Perbuatan umumnya dilandasi oleh motivasi.
Motivasi inilah yg menjadi acuan pelaku utk mewujudkannya. Motivasi sbg
penyemangat dan konsepsi yg menuntut adanya pemenuhan. Dlm sudut ini, suatu tindakan yg dilakukan akan menjadi bernilai atau
bahkan hilang nilanya tergantung tujuan yg ditargetkan pelakunya. Misal ;
seseorang yg shalat dgn motivasi (tujuan yg ditargetkan) adl mengharap
ridha Allah , mk perbuatan ini menjadi amal terbaik, dan nilai ini akan akan
menjadi sia-sia dihadapan Allah bila ia melaksanakannya untuk msl mendapatkan
kedudukan atau kemuliaan di hadapan manusia lainnya. Dalam pemahaman ini , kita perlu cermat dlm penanaman bentuk
motivasi dalam diri di setiap tindakan kita.
Dr Umar
Sulaiman ‘Abdullah al-Asyqar (Al-Ikhlash , Fa’budullaha Mukhlisan Lahu ad-Din),
berkata bhw ikhlas sbg tujuan tunggal. Ikhlas bukan berarti menghadap kpd
Allah dlm suatu perbuatan, namun mengarahkan seluruh amal perbuatan semata kpd
Allah, bukan yg lain. Kita coba ulas
Tasmi' sbg salah satu bentuk dari berbagai ragam motivasi yg bisa jadi terlewatkan dari
perhatian.
Imam Bukhari dalam Shahihnya bab Ar-Riya’ wa as-Sum’ah, menyatakan bhw
Rasulullah saw bersabda, yg artinya “ Orang yg memperdengarkan sesuatu, mk
Allah memperdengarkannya , dan orang yg memperlihatkan sesuatu , maka Allah
memperlihatkannya “ (Hr Bukhari, riwayat dari Jundub bin abdullah , Fath
al-Bari XI -336).
Dalam sumber lain bahwa
Rasulullah bersabda, “barang
siapa ingin didengar amalnya, mk Allah akan memperdengarkan amalnya kpd
manusia. barang siapa ingin dilihat amalnya, mk Allah akan memperlihatkan
amalnya kepada manusia. (lafadz dari al-Bukhari).

■ **Tugas Latihan**: Bagaimana bunyi kutipan tentang ikhlas, mulai dari "Imam Bukhari dalam" dan berakhir pada "(lafadz dari al-Bukhari).", bila setiap "Rasulullah" diganti dengan "Nabi"? Baris-baris data berasal dari sumber yang berbeda dengan kutipan ini.

■ **Data Tersedia**:
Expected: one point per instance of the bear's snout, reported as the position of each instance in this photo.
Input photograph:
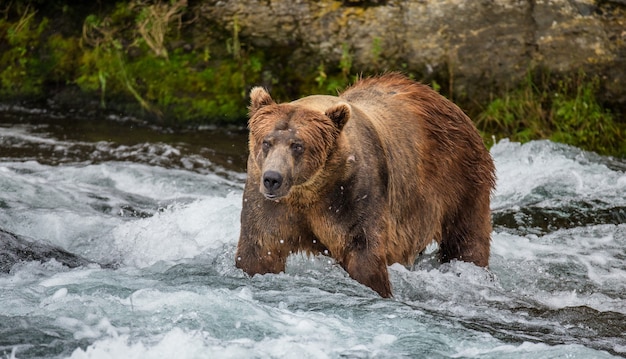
(272, 181)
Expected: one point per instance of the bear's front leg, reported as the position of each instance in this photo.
(367, 265)
(253, 259)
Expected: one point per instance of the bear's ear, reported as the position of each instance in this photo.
(340, 114)
(259, 97)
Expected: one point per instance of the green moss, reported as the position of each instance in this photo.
(565, 111)
(21, 71)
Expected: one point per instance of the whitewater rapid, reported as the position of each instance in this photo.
(556, 286)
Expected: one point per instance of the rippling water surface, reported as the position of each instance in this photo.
(160, 212)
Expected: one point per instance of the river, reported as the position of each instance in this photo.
(159, 210)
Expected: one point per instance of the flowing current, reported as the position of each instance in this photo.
(160, 211)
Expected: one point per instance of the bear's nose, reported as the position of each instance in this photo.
(272, 180)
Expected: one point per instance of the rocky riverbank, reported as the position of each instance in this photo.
(195, 61)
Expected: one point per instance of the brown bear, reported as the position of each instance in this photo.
(370, 178)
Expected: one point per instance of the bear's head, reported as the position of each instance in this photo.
(290, 143)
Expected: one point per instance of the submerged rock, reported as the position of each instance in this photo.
(14, 249)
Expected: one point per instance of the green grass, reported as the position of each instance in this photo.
(564, 111)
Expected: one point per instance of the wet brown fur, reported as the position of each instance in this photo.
(387, 167)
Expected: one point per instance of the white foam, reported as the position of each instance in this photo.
(180, 231)
(543, 172)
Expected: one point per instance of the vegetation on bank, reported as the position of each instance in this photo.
(145, 58)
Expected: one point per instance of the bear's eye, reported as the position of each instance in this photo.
(297, 148)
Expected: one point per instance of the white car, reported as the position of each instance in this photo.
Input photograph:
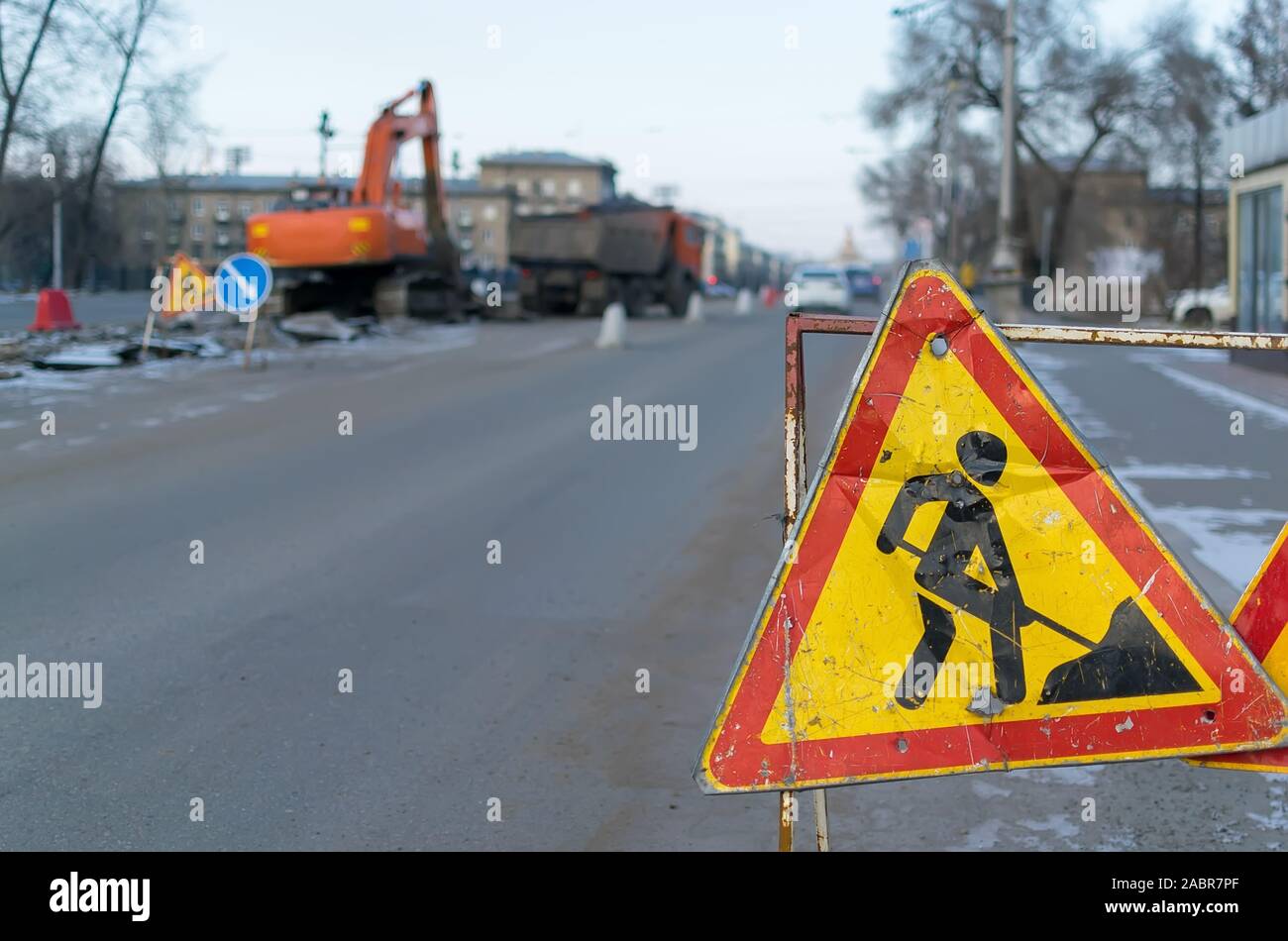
(819, 287)
(1205, 309)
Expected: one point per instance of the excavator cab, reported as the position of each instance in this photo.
(366, 253)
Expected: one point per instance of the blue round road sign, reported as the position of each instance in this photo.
(243, 282)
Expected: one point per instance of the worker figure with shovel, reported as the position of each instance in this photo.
(1129, 660)
(969, 524)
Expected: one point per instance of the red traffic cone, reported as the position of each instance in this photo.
(53, 312)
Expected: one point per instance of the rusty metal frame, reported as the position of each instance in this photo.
(794, 428)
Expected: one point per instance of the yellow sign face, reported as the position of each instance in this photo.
(1261, 619)
(969, 588)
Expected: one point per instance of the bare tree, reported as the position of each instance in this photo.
(124, 30)
(1188, 89)
(1072, 94)
(34, 21)
(1256, 44)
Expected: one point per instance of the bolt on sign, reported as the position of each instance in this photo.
(1261, 618)
(969, 588)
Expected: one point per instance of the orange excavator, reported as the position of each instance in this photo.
(368, 253)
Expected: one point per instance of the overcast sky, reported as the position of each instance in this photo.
(707, 93)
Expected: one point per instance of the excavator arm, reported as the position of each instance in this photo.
(387, 133)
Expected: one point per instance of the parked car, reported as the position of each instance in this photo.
(1205, 309)
(863, 280)
(819, 287)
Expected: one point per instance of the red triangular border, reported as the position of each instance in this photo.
(928, 305)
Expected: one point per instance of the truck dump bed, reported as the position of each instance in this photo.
(631, 241)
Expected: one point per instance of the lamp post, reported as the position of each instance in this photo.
(1005, 255)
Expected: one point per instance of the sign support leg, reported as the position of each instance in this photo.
(820, 820)
(794, 489)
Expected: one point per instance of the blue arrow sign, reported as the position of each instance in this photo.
(243, 282)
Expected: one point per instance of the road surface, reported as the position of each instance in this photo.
(511, 686)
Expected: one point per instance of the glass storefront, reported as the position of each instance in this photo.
(1260, 258)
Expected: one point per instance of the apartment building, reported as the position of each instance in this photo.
(546, 181)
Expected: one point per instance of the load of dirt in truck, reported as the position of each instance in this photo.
(623, 250)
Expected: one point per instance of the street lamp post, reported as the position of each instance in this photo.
(1005, 255)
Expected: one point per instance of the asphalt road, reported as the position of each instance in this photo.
(516, 681)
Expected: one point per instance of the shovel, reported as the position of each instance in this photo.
(1129, 661)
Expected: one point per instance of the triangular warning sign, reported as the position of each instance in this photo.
(1261, 619)
(883, 652)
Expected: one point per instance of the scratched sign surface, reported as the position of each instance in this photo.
(1261, 618)
(969, 588)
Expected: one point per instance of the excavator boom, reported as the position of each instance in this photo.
(373, 254)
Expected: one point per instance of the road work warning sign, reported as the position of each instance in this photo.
(969, 588)
(1261, 619)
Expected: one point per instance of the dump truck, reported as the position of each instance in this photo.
(623, 250)
(368, 253)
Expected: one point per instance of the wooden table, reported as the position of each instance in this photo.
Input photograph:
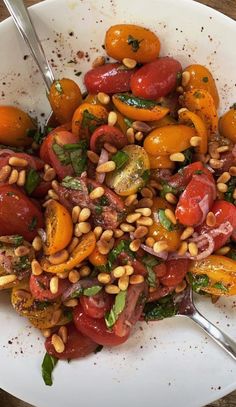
(227, 7)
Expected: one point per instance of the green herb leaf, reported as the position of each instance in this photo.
(72, 183)
(49, 363)
(112, 316)
(32, 181)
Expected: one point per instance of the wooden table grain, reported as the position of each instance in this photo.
(227, 7)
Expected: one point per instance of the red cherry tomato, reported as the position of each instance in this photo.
(176, 271)
(224, 212)
(97, 305)
(196, 201)
(107, 134)
(108, 78)
(156, 79)
(96, 329)
(77, 345)
(19, 215)
(40, 287)
(47, 153)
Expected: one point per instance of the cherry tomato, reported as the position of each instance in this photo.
(156, 79)
(96, 329)
(107, 134)
(77, 345)
(224, 212)
(196, 201)
(97, 305)
(108, 78)
(176, 271)
(19, 215)
(40, 287)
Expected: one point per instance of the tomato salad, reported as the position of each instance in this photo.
(131, 198)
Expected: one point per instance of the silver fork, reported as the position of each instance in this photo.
(185, 306)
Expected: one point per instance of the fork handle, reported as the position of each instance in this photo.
(24, 24)
(215, 333)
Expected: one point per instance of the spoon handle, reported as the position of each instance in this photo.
(215, 333)
(24, 24)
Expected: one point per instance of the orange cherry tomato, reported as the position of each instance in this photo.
(158, 231)
(14, 127)
(201, 78)
(227, 124)
(200, 101)
(138, 109)
(169, 139)
(132, 41)
(87, 118)
(64, 97)
(59, 228)
(85, 247)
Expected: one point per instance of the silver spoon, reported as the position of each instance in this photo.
(185, 305)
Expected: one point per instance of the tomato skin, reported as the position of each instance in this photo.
(77, 345)
(107, 134)
(40, 287)
(108, 78)
(156, 79)
(176, 271)
(95, 329)
(13, 201)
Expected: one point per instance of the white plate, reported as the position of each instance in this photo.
(169, 363)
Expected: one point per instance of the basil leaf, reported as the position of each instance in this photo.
(119, 305)
(32, 181)
(72, 183)
(120, 158)
(49, 363)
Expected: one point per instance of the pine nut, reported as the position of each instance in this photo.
(210, 219)
(5, 172)
(193, 249)
(58, 343)
(59, 257)
(135, 245)
(140, 232)
(18, 162)
(13, 177)
(132, 217)
(93, 157)
(21, 178)
(129, 63)
(123, 283)
(179, 157)
(84, 214)
(103, 98)
(74, 276)
(54, 284)
(171, 216)
(187, 233)
(96, 193)
(118, 272)
(112, 289)
(36, 268)
(112, 119)
(37, 244)
(4, 280)
(136, 279)
(104, 278)
(106, 167)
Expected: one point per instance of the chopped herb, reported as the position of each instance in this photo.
(163, 308)
(134, 42)
(112, 316)
(120, 158)
(72, 183)
(49, 363)
(32, 181)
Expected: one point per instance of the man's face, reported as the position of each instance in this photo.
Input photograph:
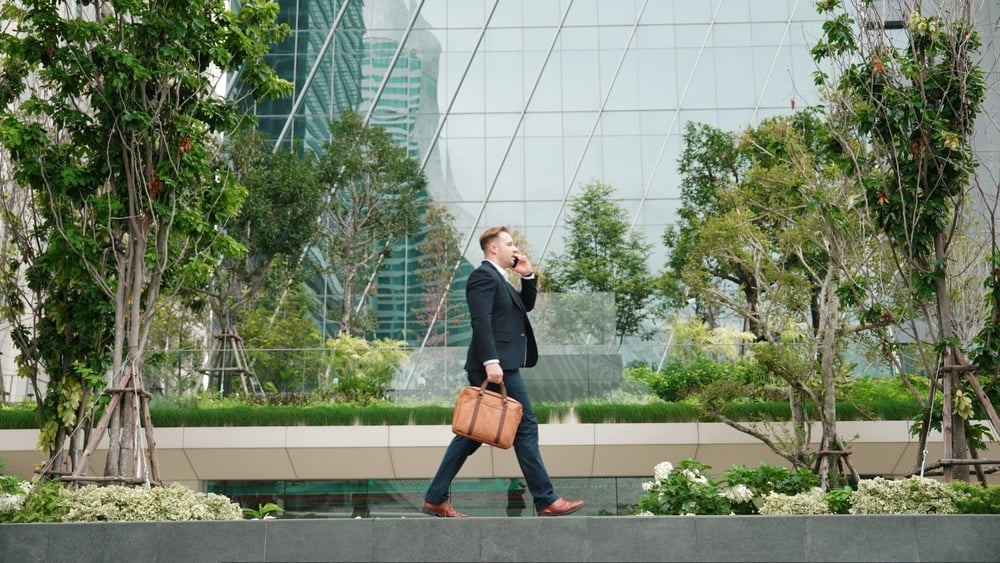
(506, 250)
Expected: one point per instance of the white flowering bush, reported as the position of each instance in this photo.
(915, 495)
(118, 504)
(683, 490)
(747, 487)
(811, 502)
(13, 493)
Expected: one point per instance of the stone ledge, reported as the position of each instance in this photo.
(191, 455)
(665, 538)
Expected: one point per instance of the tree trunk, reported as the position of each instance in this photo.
(952, 423)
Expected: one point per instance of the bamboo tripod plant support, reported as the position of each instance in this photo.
(141, 425)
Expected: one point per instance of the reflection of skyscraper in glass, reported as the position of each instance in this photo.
(324, 64)
(513, 105)
(399, 94)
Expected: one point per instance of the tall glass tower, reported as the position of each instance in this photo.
(512, 105)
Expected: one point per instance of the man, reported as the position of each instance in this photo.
(502, 343)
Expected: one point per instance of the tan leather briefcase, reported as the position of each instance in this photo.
(486, 416)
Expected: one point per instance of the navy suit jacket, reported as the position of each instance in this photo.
(500, 326)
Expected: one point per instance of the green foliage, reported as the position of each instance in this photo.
(596, 413)
(603, 255)
(284, 346)
(682, 490)
(363, 369)
(262, 512)
(22, 501)
(971, 498)
(813, 501)
(376, 196)
(681, 378)
(766, 479)
(839, 500)
(110, 121)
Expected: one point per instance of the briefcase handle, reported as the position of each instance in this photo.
(503, 389)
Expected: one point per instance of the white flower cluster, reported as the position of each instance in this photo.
(119, 504)
(915, 495)
(738, 493)
(12, 502)
(812, 502)
(662, 471)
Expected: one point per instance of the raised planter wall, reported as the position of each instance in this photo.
(670, 538)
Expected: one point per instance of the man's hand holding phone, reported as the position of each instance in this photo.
(522, 265)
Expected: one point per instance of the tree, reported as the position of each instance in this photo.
(284, 344)
(786, 225)
(439, 250)
(708, 165)
(374, 192)
(916, 106)
(603, 255)
(110, 117)
(276, 224)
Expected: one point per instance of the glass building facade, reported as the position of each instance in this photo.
(511, 106)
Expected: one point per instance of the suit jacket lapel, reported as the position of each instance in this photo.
(514, 295)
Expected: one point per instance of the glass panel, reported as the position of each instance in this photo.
(468, 13)
(625, 92)
(504, 81)
(548, 93)
(654, 37)
(546, 124)
(731, 35)
(623, 165)
(686, 12)
(542, 180)
(583, 12)
(657, 79)
(581, 87)
(735, 69)
(697, 67)
(735, 11)
(616, 12)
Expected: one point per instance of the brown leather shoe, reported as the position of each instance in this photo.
(561, 508)
(443, 510)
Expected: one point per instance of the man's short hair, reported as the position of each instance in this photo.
(489, 235)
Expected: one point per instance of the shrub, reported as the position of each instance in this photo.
(763, 481)
(682, 377)
(364, 369)
(23, 501)
(915, 495)
(810, 502)
(684, 490)
(136, 504)
(975, 499)
(839, 500)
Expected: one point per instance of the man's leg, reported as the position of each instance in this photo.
(526, 444)
(458, 451)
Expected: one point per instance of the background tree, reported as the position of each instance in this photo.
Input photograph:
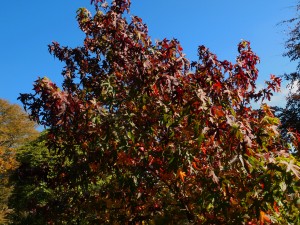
(290, 115)
(144, 134)
(15, 130)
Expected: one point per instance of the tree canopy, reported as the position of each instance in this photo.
(15, 130)
(144, 135)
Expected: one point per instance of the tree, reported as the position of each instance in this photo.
(290, 115)
(15, 130)
(144, 134)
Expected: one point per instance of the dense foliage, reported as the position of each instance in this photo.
(143, 135)
(15, 130)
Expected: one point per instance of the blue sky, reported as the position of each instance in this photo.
(27, 27)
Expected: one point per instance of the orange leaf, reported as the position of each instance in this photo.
(264, 217)
(181, 175)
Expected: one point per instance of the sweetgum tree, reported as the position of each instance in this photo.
(147, 136)
(15, 130)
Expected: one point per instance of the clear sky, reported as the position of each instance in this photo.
(27, 27)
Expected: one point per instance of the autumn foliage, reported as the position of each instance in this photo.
(15, 130)
(146, 135)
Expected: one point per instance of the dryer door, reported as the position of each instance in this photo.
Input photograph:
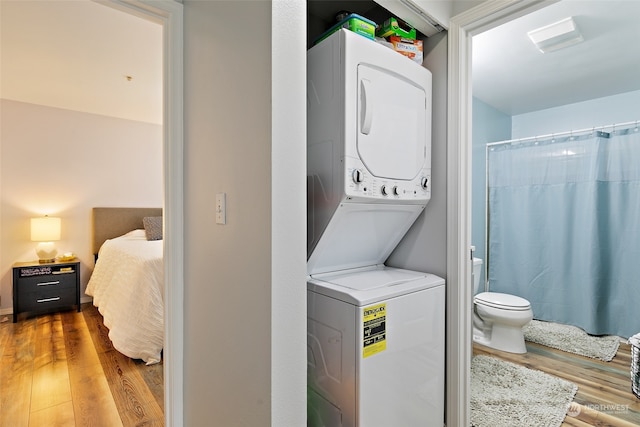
(392, 124)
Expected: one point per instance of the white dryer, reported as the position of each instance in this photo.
(375, 334)
(368, 150)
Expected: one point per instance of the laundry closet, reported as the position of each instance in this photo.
(375, 332)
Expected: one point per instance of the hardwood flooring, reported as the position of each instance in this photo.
(604, 388)
(60, 369)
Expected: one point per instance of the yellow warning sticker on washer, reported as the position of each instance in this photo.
(374, 328)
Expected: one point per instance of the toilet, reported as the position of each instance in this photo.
(498, 318)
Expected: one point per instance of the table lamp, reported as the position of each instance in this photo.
(45, 230)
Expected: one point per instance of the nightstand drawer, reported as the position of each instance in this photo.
(45, 282)
(45, 287)
(48, 299)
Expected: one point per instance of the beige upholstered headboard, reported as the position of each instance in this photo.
(113, 222)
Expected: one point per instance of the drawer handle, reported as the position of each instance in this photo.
(48, 299)
(48, 283)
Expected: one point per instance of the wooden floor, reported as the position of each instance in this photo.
(61, 370)
(604, 396)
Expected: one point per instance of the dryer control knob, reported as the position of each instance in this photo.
(424, 182)
(357, 176)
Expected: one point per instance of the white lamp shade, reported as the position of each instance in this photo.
(45, 229)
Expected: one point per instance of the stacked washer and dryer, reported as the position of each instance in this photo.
(375, 333)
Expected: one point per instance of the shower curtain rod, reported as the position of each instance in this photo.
(613, 127)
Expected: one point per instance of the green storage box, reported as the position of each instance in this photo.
(354, 22)
(396, 27)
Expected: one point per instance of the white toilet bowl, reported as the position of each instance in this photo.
(498, 318)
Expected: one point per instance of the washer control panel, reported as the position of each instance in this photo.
(361, 184)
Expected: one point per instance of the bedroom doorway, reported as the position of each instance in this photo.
(169, 14)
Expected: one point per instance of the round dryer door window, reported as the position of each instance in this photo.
(393, 125)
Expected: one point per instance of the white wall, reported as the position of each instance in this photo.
(598, 112)
(244, 289)
(63, 163)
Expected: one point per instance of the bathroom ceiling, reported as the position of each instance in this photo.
(511, 75)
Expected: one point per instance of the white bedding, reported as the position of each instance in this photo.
(127, 287)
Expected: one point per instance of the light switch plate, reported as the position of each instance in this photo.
(221, 208)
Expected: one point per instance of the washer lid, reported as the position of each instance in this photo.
(368, 285)
(360, 235)
(500, 300)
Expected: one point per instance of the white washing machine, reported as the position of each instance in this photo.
(375, 333)
(375, 340)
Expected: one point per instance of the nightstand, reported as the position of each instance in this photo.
(45, 287)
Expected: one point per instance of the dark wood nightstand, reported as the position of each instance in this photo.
(45, 287)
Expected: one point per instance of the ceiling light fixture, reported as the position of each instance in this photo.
(556, 36)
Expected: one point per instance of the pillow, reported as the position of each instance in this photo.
(152, 227)
(137, 233)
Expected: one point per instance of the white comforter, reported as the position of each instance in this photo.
(127, 287)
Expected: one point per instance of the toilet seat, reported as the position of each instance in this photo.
(502, 301)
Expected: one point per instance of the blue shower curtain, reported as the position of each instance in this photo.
(564, 228)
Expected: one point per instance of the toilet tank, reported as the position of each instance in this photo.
(477, 266)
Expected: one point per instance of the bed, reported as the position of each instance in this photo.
(127, 283)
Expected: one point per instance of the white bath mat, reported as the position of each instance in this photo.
(507, 395)
(572, 340)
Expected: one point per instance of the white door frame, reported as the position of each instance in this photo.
(462, 28)
(169, 14)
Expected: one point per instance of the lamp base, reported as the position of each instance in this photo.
(46, 252)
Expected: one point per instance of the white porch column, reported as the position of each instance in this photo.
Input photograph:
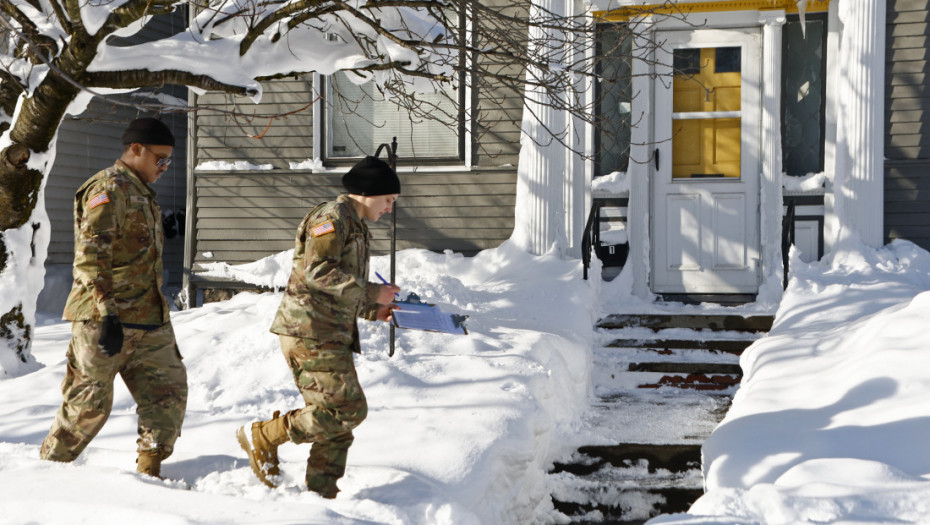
(859, 179)
(642, 161)
(770, 185)
(543, 175)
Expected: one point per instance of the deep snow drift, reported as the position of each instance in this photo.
(827, 427)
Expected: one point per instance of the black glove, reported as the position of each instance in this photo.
(111, 335)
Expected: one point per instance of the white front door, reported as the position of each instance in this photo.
(705, 190)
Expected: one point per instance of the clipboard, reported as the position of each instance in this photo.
(415, 315)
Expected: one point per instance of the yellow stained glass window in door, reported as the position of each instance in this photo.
(706, 113)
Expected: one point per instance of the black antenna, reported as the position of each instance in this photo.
(392, 162)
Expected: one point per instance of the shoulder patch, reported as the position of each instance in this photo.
(323, 229)
(97, 200)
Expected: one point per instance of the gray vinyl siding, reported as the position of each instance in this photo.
(278, 131)
(242, 217)
(907, 142)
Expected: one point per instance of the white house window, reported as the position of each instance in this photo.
(360, 119)
(613, 95)
(804, 92)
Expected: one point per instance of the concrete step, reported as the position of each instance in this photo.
(736, 323)
(628, 482)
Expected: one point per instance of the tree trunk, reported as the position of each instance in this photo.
(24, 224)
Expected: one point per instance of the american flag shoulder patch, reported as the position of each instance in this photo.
(322, 229)
(97, 200)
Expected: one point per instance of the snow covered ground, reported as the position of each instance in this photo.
(461, 429)
(828, 426)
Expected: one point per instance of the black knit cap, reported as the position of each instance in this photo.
(148, 131)
(371, 176)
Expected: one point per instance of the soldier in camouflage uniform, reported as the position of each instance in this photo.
(327, 292)
(120, 317)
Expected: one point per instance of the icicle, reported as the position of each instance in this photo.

■ **Hasil Latihan**:
Imam Bukhari dalam Shahihnya bab Ar-Riya’ wa as-Sum’ah, menyatakan bhw
Nabi saw bersabda, yg artinya “ Orang yg memperdengarkan sesuatu, mk
Allah memperdengarkannya , dan orang yg memperlihatkan sesuatu , maka Allah
memperlihatkannya “ (Hr Bukhari, riwayat dari Jundub bin abdullah , Fath
al-Bari XI -336).
Dalam sumber lain bahwa
Nabi bersabda, “barang
siapa ingin didengar amalnya, mk Allah akan memperdengarkan amalnya kpd
manusia. barang siapa ingin dilihat amalnya, mk Allah akan memperlihatkan
amalnya kepada manusia. (lafadz dari al-Bukhari).